__Passage given__:
Fool your bosses and do nothing about rising energy costs

Jan. 7, 2008
Ignoring rising energy costs may keep your boss from firing you for implementing a failed energy saving program, but it's a risky strategy. Can it work?

“Do nothing” may be a valid way of dealing with energy costs. It’s a particularly attractive choice because it presumes you can operate the plant the way you always have. You don’t have to run the gauntlet of approvals to get money for energy improvement projects and you don’t have to force people to change behaviors and procedures. You avoid the risk of getting fired because the project that you fought to get approved failed to meet its projected performance measures.

Doing nothing saves you from facing those problems, but it fails to shield your organization from the growing loss of income attributable to energy waste. Top management may not track energy, but they do track money. So as it turns out, “doing nothing” about energy eventually forces you to cover your tracks. Here are some suggestions:

  • Blame your energy expenditures on rising energy prices. You don’t set the price for fuel and power, the market does. You’re at the mercy of the market. Front-office people don’t always understand how your mechanical systems use energy, but they certainly understand price. To strengthen your case, start charting energy prices over time. Pictures like this are worth a thousand words. Use these price data to explain why your energy expenses keep going up.
  • Remind your management that your competitors have to buy energy, too, so they have the same problem and therefore the playing field stays level. Don’t mention that your competitors may be addressing their energy waste, because that would shoot a hole in your “level playing field” claim.
  • Cut other expenses. As your energy bills go up, the money to pay them has to come from somewhere. The favorite targets are maintenance (which can always be deferred, right?) and labor, assuming you haven’t already trimmed payrolls to the bone and then some.
  • Pass the costs increases on to your customers. There’s only one problem with this: competition. Customers can take their business elsewhere if they don’t like the price you charge. Compensate for product price increases with enhanced service that presumably doesn’t add to your expenses in other ways.

__Material provided__:
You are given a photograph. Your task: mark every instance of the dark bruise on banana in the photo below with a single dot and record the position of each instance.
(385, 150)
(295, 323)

__Work to do__:
1 - In the energy-costs article, which expenses are called the favorite targets for cuts?
2 - Extend the energy-costs article past its final sentence.
The material comes from a separate source and is not part of the energy-costs article.

__Results for each task__:
1 - Maintenance and labor.

2 -
  • Alter the mix and quality of materials that go intoyour final product. For example, use more of a lower-cost intermediate to extend a more-expensive one. That’s one way to hold down costs, but you run the risk of alienating customers with junk products.
  • Change your accounting of energy costs. In other words, change the way facility-wide energy bills are broken down for assignment to individual departments. Many organizations have one meter for electricity, for example. An accountant merely prorates the total bill over the departments by some artificial measure, such as number of employees or square feet — measures which usually are poor indicators of energy use, but they are convenient for the accountant’s task. Use a spreadsheet to model energy cost allocations under different scenarios. Find an allocation that works to your benefit and persuade the finance controller to adopt your approach.
  • Get political and start lobbying your legislature to ease restrictions on energy supply. Presumably, if we dig, drill, refine, and generate more power, the increase in supply will drive prices down. Corporate officers and politicians understand “price.” Any discussion about how energy is used (and wasted) gets too complicated. By focusing on price, you keep it simple, and therefore increase your chances of getting political support.

Good luck.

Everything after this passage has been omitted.